[Фрагмент страницы]
А я вспоминаю московскую квартиру Титовых на Васильевской, где, начиная со второй половины дня, заваривалась шумная круговерть диссидентского братства. Трудно назвать сейчас человека из этой среды, который бы не побывал в этом гостеприимном доме, где для всякого гостя находилась рюмка водки и душевное слово. Не раз заглядывал сюда и далеко не падкий на новые знакомства Александр Солженицын.
Меня привел к ним Володя Буковский чуть не перед самым своим арестом, и с тех пор я стал здесь частым гостем. Дом Титовых по праву считался штаб-квартирой демократического движения, где всегда можно было узнать самые свежие политические новости, получить достоверную информацию об арестах и внесудебных преследованиях, установить контакты с иностранными корреспондентами. И хотя все здесь давным давно прослушивалось и проглядывалось со всех сторон, никто в словах и жестах не стеснялся, эйфория близкой победы брала в нас верх над осторожностью и чувством самосохранения. И чего, казалось, нам было скрывать, в самом деле, мы шли „на вы" с открытым, как говорится, забралом!

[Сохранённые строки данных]
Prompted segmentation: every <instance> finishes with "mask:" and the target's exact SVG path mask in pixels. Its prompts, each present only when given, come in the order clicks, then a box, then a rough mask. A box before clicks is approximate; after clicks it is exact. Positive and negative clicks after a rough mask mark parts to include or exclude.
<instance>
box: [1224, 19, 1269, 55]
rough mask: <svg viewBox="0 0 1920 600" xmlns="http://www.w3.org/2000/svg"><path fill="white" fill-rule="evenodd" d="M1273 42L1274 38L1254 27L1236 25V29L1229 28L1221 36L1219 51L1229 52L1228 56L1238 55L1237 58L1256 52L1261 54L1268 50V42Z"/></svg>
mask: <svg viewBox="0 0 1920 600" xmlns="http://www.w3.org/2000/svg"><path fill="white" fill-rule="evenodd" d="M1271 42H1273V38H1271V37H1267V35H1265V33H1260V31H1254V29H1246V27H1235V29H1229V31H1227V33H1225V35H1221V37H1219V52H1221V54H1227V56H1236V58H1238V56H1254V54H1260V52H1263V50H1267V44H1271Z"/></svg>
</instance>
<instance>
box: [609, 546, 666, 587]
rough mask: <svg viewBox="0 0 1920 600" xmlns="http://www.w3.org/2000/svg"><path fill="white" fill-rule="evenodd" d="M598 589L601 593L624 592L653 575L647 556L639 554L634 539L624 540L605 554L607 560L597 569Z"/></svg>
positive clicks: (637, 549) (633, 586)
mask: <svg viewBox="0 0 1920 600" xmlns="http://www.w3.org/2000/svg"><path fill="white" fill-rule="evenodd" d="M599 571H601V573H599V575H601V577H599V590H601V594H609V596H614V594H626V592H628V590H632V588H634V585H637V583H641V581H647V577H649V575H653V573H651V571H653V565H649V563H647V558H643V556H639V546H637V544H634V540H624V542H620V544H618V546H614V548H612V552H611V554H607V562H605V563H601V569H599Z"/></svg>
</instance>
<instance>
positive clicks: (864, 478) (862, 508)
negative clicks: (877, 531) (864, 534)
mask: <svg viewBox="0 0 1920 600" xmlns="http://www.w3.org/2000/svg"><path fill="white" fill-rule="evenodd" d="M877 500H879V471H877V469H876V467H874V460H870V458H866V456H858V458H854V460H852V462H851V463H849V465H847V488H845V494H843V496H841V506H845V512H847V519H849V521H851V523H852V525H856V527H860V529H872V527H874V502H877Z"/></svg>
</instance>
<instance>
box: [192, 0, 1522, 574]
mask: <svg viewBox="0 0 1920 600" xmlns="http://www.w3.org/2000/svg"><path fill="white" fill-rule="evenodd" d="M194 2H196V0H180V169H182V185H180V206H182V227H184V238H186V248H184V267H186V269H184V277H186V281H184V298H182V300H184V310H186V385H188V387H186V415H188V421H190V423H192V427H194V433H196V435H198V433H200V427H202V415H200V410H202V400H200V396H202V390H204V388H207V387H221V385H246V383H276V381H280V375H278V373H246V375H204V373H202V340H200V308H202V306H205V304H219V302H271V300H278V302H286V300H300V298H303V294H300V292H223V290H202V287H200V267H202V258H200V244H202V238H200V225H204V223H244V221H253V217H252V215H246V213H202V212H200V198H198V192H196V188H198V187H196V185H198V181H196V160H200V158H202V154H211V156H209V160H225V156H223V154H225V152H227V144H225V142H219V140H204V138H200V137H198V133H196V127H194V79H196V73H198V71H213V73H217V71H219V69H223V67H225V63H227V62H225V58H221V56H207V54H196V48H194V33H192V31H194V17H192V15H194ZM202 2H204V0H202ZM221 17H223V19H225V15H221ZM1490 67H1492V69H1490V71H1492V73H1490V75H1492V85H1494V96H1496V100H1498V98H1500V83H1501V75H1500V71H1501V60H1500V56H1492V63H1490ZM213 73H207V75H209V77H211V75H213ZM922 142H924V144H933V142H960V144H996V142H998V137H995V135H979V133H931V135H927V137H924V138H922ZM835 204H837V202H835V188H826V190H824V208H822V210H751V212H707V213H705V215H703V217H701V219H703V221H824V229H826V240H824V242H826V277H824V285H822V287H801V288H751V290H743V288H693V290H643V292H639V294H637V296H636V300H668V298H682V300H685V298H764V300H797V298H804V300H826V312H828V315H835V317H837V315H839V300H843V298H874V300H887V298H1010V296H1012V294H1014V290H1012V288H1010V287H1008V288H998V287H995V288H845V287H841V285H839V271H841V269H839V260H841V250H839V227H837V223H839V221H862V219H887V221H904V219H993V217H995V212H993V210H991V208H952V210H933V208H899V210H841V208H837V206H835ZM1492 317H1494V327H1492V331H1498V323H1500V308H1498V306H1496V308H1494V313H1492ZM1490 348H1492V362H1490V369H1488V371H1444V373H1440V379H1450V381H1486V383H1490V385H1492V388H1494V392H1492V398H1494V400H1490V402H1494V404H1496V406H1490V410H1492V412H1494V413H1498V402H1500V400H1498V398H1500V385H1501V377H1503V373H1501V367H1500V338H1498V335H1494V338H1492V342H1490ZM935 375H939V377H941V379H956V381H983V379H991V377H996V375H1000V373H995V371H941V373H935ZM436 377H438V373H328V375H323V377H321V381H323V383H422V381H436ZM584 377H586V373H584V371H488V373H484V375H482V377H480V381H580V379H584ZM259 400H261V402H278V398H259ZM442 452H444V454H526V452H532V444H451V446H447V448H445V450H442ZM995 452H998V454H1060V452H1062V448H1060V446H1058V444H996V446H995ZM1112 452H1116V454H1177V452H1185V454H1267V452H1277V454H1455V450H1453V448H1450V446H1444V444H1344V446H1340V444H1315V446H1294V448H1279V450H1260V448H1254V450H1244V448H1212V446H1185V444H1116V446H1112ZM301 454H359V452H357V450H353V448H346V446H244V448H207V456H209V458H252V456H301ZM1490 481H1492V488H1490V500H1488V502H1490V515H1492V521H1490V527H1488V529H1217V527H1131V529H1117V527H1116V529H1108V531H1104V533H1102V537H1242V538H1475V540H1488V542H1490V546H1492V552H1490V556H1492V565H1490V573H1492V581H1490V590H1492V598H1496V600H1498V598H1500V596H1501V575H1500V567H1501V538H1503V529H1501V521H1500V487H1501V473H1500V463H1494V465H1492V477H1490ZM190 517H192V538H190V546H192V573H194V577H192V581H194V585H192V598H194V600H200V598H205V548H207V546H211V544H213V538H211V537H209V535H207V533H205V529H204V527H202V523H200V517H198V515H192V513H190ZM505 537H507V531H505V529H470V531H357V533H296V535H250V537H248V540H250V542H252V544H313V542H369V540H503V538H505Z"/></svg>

[Задание 1]
Выведите дословно часть отрывка о доме Титовых, начиная со слов «Меня привел к» и заканчивая словами «как говорится, забралом!» включительно.
[Задание 2]
Сколько строк содержат слово «clicks» с учётом регистра? Дайте только число.
Отрывок о доме Титовых и строки никак не связаны друг с другом.

[Решение задачи 1]
Меня привел к ним Володя Буковский чуть не перед самым своим арестом, и с тех пор я стал здесь частым гостем. Дом Титовых по праву считался штаб-квартирой демократического движения, где всегда можно было узнать самые свежие политические новости, получить достоверную информацию об арестах и внесудебных преследованиях, установить контакты с иностранными корреспондентами. И хотя все здесь давным давно прослушивалось и проглядывалось со всех сторон, никто в словах и жестах не стеснялся, эйфория близкой победы брала в нас верх над осторожностью и чувством самосохранения. И чего, казалось, нам было скрывать, в самом деле, мы шли „на вы" с открытым, как говорится, забралом!

[Решение задачи 2]
4